# EXCERPTED TEXT:
That’s led to the state adopting a new, more aggressive testing strategy, said Kayla Donohue, the team leader of Health Care Outbreak Prevention and Response Team at the state health department. Donohue said the state increased its testing regime so it can quickly identify positive cases and isolate them.
“Many residents and staff members at these facilities are getting tested daily while we're trying to learn more about the facility, or when there's an active outbreak happening,” she said.
While the new testing strategy might mitigate the severity of future outbreaks, for facilities currently fighting off the virus, maintaining adequate staffing levels is the immediate concern.
At Elderwood in Burlington, 59% of its 91 residents have contracted the coronavirus, and 10 have died. Another 32 employees have gotten sick. Two people working at the facility, who asked not to be named, said staff were exhausted, stressed and scared.
“You’re running around, and it feels like your head’s cut off,” said one of the staffers.
"You're running around, and it feels like your head's cut off." — Elderwood staffer
A spokesperson for Elderwood acknowledged that staff was “stretched,” and said they were working with the local health officials to keep adequate staffing levels.
One of those partners is the University of Vermont Medical Center. President and Chief Operating Officer Stephen Leffler says the hospital is in daily contact with Elderwood.
“We have physicians going there to help deal with the issues, we’ve accepted patients from Elderwood when appropriate, we’ve added support there when appropriate,” Leffler said.
The state is hoping to address future staffing shortages with a new group of trained nurses who can be deployed during outbreaks.
Monica Hutt, the commissioner of the Department of Disabilities, Aging and Independent Living, said the pool of workers could be used to relieve the initial burden felt by facilities.
“As the virus enters the facility, staff are getting sick and have to get pulled off of their shifts,” Hutt said. “So there’s always this period of time at the very beginning where, before they can stabilize their own staffing resources, they typically need some assistance.”
The recent outbreaks and deaths come just days before vaccines are scheduled to arrive.
Health Commissioner Mark Levine says 5,850 doses of the Pfizer vaccine could be here next week. And staff and residents of long-term care homes are among the first people who could receive the vaccine in Vermont.
“Pharmacies that have been contracted to provide COVID-19 vaccine at skilled nursing facilities will receive a portion of these initial doses, and may hold their earliest vaccination clinics at long-term care facilities as soon as Dec. 21,” Levine said Tuesday during a press conference.
Until then, state officials hope the stricter mitigation procedures will prevent any more widespread outbreaks.
At Four Seasons Care Home in Northfield, all but one of the infected residents has recovered. The facility started to allow communal dining on Dec. 3, and this week, group activities resumed.
On Tuesday, some residents sat in the TV room, watching the 5 o'clock news and waiting for dinner — that night, chicken nuggets and french fries.
"I mean it’s extra work for the girls... I couldn’t ask for any better, anyone to be any better than they are.” — Maude Ducharme, Four Seasons Care Home resident
Maude Ducharme, who’s 96, said during the outbreak, the staff took good care of her and the other residents.
“My gosh, they’ve been right in here cooking and like that, you know, delivering our meals, I mean it’s extra work for the girls,” she said. “I couldn’t ask for any better, anyone to be any better than they are.”
Hudson said they’re still waiting for one resident who tested positive to come out of isolation. Another resident, who tested negative, is also quarantined and waiting for the facility to be cleared of the virus. Hudson says she hopes he’ll be out of isolation just after Christmas.
Correction 10:18 p.m.: A previous version of this story said no Four Season Care Home residents died, however state data now reports one death at the facility.

# WORK ORDER 1:
Quote the stretch of the long-term care outbreak article from "On Tuesday, some" through "the other residents.".
# WORK ORDER 2:
Based on the long-term care outbreak article, state whether each statement is true. Give yes or no and quote the deciding words. (a) Ten residents at Elderwood have died. (b) The doses that could arrive next week are of the Moderna vaccine. (c) Four Seasons Care Home began allowing communal dining on Dec. 21.
# WORK ORDER 3:
Turn the paragraph of the long-term care outbreak article that begins "At Elderwood in Burlington" into a short bulleted list that keeps its main facts.
None of the entries after the long-term care outbreak article are needed.

Pointing data for regions:

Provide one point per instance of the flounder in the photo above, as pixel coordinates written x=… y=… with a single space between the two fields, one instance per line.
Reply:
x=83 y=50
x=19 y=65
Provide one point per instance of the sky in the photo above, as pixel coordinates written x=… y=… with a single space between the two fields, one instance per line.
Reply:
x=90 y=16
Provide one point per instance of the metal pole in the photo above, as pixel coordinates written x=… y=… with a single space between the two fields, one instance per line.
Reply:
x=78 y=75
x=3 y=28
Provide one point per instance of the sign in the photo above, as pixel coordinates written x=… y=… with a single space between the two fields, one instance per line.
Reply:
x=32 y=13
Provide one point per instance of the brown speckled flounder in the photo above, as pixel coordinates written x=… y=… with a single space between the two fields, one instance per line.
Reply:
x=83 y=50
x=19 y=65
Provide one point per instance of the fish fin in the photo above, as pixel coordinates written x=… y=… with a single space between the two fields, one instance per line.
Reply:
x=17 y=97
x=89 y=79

# WRITTEN REPLY 1:
On Tuesday, some residents sat in the TV room, watching the 5 o'clock news and waiting for dinner — that night, chicken nuggets and french fries.
"I mean it’s extra work for the girls... I couldn’t ask for any better, anyone to be any better than they are.” — Maude Ducharme, Four Seasons Care Home resident
Maude Ducharme, who’s 96, said during the outbreak, the staff took good care of her and the other residents.

# WRITTEN REPLY 2:
(a) Yes: "and 10 have died."
(b) No: "5,850 doses of the Pfizer vaccine could be here next week."
(c) No: "The facility started to allow communal dining on Dec. 3"

# WRITTEN REPLY 3:
- 59% of Elderwood's 91 residents in Burlington have contracted the coronavirus, and 10 have died.
- 32 employees have gotten sick.
- Two staff members who asked not to be named said staff were exhausted, stressed and scared.